== SUPPLIED TEXT

From: Oleksandr Koval <oleksandr.koval.dev_at_[hidden]>
Date: Sat, 1 Oct 2022 13:14:35 +0300
That version of Edward looks 100% in line with current syntax but it's too
verbose for me. It requires too much typing even for simple cases.
In the realm of universal template parameters I'd like to have:

auto:[V<T>] v = std::vector<int>{}; // V = std::vector, T = int

void f(const auto:[V]& v);

auto:[T1, T2] [key, value] = get_pair();

Why should we type those `template, class, int` inside [] if it's clear
that it is a placeholder for a template parameter? Taking into account that
this feature is supposed just to provide access to deduced type, I see no
reason to allow it to constrain a kind of template parameters
(type/non-type/template) or parameters themselves with concepts.

Compiler can transform the above into:

template<template auto V, template auto T>
void deduce_v(V<T>);

On Fri, Sep 30, 2022 at 8:31 PM Edward Catmur via Std-Proposals <
std-proposals_at_[hidden]> wrote:

> On Fri, 30 Sept 2022 at 17:38, Lénárd Szolnoki via Std-Proposals <
> std-proposals_at_[hidden]> wrote:
>
>> Hi,
>>
>> One more syntax proposal that extends P1985's unkiversal template
>> parameter: `template auto`
>>
>> 1. allow `template auto` in any deduced context, for example
>> `vector<template auto> vec = get_vec();`
>> 2. use the syntax `template<class T> auto` to introduce the name `T`.

====
== SOURCE MATERIAL

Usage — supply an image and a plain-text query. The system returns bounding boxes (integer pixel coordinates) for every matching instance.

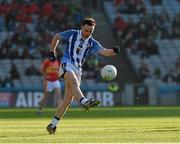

====

* **AIM 1**: Swap "verbose" for "wordy" in the mailing-list post and write out everything from "From: Oleksandr Koval" down to "for simple cases.".
* **AIM 2**:
Answer these from the mailing-list post:
(a) Who wrote on Fri, Sep 30, 2022 at 8:31 PM?
(b) Which proposal's universal template parameter does Lénárd Szolnoki's syntax extend?
(c) Which words does Oleksandr Koval ask why we should type inside []?
* **AIM 3**:
Say whether each statement agrees with the mailing-list post. Answer yes or no, and quote the words that decide it.
(a) Oleksandr Koval finds Edward's version in line with current syntax.
(b) Oleksandr Koval wants the feature to let parameters be constrained with concepts.
(c) Lénárd Szolnoki's message is dated Fri, 30 Sept 2022 at 17:38.
Answer from the mailing-list post alone; set the data aside.

* **EXPECTED OUTPUT 1**:
From: Oleksandr Koval <oleksandr.koval.dev_at_[hidden]>
Date: Sat, 1 Oct 2022 13:14:35 +0300
That version of Edward looks 100% in line with current syntax but it's too
wordy for me. It requires too much typing even for simple cases.

* **EXPECTED OUTPUT 2**:
(a) Edward Catmur
(b) P1985
(c) `template, class, int`

* **EXPECTED OUTPUT 3**:
(a) Yes: "That version of Edward looks 100% in line with current syntax"
(b) No: "I see no reason to allow it to constrain a kind of template parameters (type/non-type/template) or parameters themselves with concepts."
(c) Yes: "On Fri, 30 Sept 2022 at 17:38, Lénárd Szolnoki via Std-Proposals"